Natural language region descriptions
Start of Block
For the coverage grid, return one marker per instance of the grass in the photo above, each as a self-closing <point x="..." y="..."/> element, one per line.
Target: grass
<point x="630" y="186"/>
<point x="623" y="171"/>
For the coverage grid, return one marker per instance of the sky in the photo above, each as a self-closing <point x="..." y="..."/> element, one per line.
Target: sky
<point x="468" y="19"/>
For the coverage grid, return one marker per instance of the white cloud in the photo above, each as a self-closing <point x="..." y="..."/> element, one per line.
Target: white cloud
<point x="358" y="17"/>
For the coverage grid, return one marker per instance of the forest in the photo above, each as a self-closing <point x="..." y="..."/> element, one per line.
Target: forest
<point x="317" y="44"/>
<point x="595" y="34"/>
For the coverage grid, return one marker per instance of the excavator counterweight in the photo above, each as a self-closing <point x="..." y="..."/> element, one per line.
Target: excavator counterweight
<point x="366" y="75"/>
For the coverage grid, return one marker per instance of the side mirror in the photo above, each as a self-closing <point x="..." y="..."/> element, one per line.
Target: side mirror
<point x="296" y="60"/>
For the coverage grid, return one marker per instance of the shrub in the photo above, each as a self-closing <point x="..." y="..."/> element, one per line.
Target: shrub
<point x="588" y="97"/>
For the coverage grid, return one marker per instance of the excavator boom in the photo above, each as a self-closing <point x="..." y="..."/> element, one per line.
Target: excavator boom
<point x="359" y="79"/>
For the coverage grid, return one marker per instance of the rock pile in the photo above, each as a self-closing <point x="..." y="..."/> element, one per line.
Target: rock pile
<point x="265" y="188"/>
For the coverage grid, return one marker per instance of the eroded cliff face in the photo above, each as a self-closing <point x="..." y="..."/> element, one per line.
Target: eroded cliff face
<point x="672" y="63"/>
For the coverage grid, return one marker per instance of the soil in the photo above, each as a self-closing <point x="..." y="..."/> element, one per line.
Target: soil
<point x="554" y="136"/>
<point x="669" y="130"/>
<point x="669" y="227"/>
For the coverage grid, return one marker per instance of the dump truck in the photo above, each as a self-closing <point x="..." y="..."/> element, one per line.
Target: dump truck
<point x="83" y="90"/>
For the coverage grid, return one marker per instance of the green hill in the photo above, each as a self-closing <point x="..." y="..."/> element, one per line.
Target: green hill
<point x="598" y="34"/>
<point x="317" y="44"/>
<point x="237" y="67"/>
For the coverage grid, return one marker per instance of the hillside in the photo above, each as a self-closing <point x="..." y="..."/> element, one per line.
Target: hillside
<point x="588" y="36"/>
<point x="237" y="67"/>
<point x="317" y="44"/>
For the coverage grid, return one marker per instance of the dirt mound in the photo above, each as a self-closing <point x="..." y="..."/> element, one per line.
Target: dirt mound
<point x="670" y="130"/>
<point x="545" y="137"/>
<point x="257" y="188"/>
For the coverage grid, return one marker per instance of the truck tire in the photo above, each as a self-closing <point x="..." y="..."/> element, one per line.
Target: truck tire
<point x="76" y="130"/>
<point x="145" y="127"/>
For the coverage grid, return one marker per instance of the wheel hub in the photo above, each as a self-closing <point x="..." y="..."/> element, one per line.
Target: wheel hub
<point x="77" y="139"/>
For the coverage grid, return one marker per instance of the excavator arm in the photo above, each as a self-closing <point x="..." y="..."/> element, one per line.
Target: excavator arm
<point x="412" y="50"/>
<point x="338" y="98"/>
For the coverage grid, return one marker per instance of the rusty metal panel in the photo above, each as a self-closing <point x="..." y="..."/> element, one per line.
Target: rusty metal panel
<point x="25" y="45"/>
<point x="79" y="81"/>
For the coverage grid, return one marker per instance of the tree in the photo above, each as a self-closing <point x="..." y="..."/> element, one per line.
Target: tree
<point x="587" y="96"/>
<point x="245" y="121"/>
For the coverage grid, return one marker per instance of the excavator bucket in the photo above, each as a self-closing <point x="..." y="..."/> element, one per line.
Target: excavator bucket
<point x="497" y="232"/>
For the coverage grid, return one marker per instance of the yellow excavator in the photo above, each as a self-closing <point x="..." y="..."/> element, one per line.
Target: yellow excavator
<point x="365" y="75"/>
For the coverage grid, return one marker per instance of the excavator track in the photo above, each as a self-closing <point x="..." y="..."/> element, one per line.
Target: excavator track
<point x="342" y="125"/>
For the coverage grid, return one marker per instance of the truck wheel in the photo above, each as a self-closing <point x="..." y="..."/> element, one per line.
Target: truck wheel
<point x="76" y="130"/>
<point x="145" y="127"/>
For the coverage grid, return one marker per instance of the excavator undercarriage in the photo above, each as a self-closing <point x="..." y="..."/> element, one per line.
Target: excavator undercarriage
End of Block
INSTRUCTIONS FOR THE TASK
Would you return the entries exactly as they stand?

ANSWER TO THIS TASK
For the coverage grid, return one marker per instance of the grass in the photo above, each as a self-closing <point x="..." y="..."/> element, one per line.
Target: grass
<point x="630" y="186"/>
<point x="623" y="171"/>
For the coverage grid, return one marker per instance of the sky in the photo above, each as a self-closing <point x="..." y="..."/> element, one per line.
Target: sky
<point x="468" y="19"/>
For the coverage grid, return one marker per instance of the white cloud in the photo above, each as a self-closing <point x="..." y="..."/> element, one per line.
Target: white cloud
<point x="358" y="17"/>
For the coverage grid, return one marker per instance of the forest in the photo above, each as a self-closing <point x="..." y="..."/> element, one per line.
Target: forest
<point x="317" y="44"/>
<point x="595" y="34"/>
For the coverage grid, return one marker per instance of the excavator counterweight in the photo above, each as a self-closing <point x="..." y="..."/> element, one per line.
Target: excavator counterweight
<point x="366" y="75"/>
For the coverage grid, return one marker per instance of the side mirror in the photo above, each as a self-closing <point x="..." y="..."/> element, one per line.
Target: side mirror
<point x="296" y="60"/>
For the coverage grid, return one marker per instance of the shrub in the photo above, each as a self-closing <point x="..." y="..."/> element, one per line.
Target: shrub
<point x="588" y="97"/>
For the coverage grid, return one marker per instance of the excavator boom in the photo above, each as a self-closing <point x="..." y="..."/> element, one per line.
Target: excavator boom
<point x="359" y="79"/>
For the coverage grid, return one marker per instance of the rock pile in the photo above, each as a self-closing <point x="..." y="..."/> element, one per line.
Target: rock pile
<point x="265" y="188"/>
For the coverage grid, return one marker per instance of the eroded cliff face in the photo above, each as a self-closing <point x="..." y="..."/> element, one per line.
Target: eroded cliff face
<point x="672" y="63"/>
For the coverage grid, return one marker per instance of the soil in the photo above, each as a self-closing <point x="..." y="..."/> element, one per line.
Target: soil
<point x="554" y="136"/>
<point x="669" y="130"/>
<point x="669" y="227"/>
For the coverage grid, return one marker per instance of the dump truck in the photo above, each as a self-closing <point x="..." y="..."/> element, one per line.
Target: dump truck
<point x="83" y="90"/>
For the coverage grid, return one marker per instance of the green hill in the photo above, each as a self-closing <point x="..." y="..."/> element, one per line.
Target: green hill
<point x="598" y="34"/>
<point x="317" y="44"/>
<point x="237" y="67"/>
For the coverage grid, return one marker per instance of the hillside in the photo above, each as a self-closing <point x="..." y="..."/> element, one per line.
Target: hillside
<point x="588" y="36"/>
<point x="237" y="67"/>
<point x="317" y="44"/>
For the coverage grid, return one marker per instance of the dirt mound in the photo above, each as a self-closing <point x="..." y="..."/> element, one per line.
Target: dirt mound
<point x="670" y="130"/>
<point x="545" y="137"/>
<point x="257" y="188"/>
For the coverage grid, return one marker per instance of the truck tire in the photo above, each as a self-closing <point x="..." y="..."/> element, one per line.
Target: truck tire
<point x="76" y="130"/>
<point x="145" y="127"/>
For the coverage grid, return one marker per instance of the wheel hub in the photo above, each as a self-closing <point x="..." y="..."/> element, one per line.
Target: wheel hub
<point x="77" y="139"/>
For the coverage grid, return one marker per instance of the excavator arm in the photo above, each as a self-closing <point x="..." y="..."/> element, one per line.
Target: excavator arm
<point x="412" y="50"/>
<point x="338" y="98"/>
For the coverage grid, return one marker per instance of the rusty metal panel in the photo above, each as a self-closing <point x="..." y="..."/> element, one per line.
Target: rusty metal panel
<point x="25" y="45"/>
<point x="79" y="81"/>
For the coverage grid, return one marker per instance of the tree in the photo above, each as a self-closing <point x="..." y="..."/> element, one per line.
Target: tree
<point x="587" y="96"/>
<point x="245" y="121"/>
For the coverage grid, return one marker per instance of the excavator bucket in the photo above, each as a self-closing <point x="..." y="..."/> element, one per line.
Target: excavator bucket
<point x="497" y="232"/>
For the coverage grid, return one marker per instance of the yellow excavator in the photo above, each as a self-closing <point x="..." y="..."/> element, one per line.
Target: yellow excavator
<point x="365" y="75"/>
For the coverage grid, return one marker per instance of the excavator track in the photo above, each as a self-closing <point x="..." y="..."/> element, one per line.
Target: excavator track
<point x="342" y="125"/>
For the coverage grid, return one marker per instance of the truck wheel in the photo above, each as a self-closing <point x="..." y="..."/> element, one per line.
Target: truck wheel
<point x="76" y="130"/>
<point x="145" y="127"/>
For the coverage grid, return one marker per instance of the excavator undercarriage in the photo above, each as a self-closing <point x="..." y="..."/> element, one per line.
Target: excavator undercarriage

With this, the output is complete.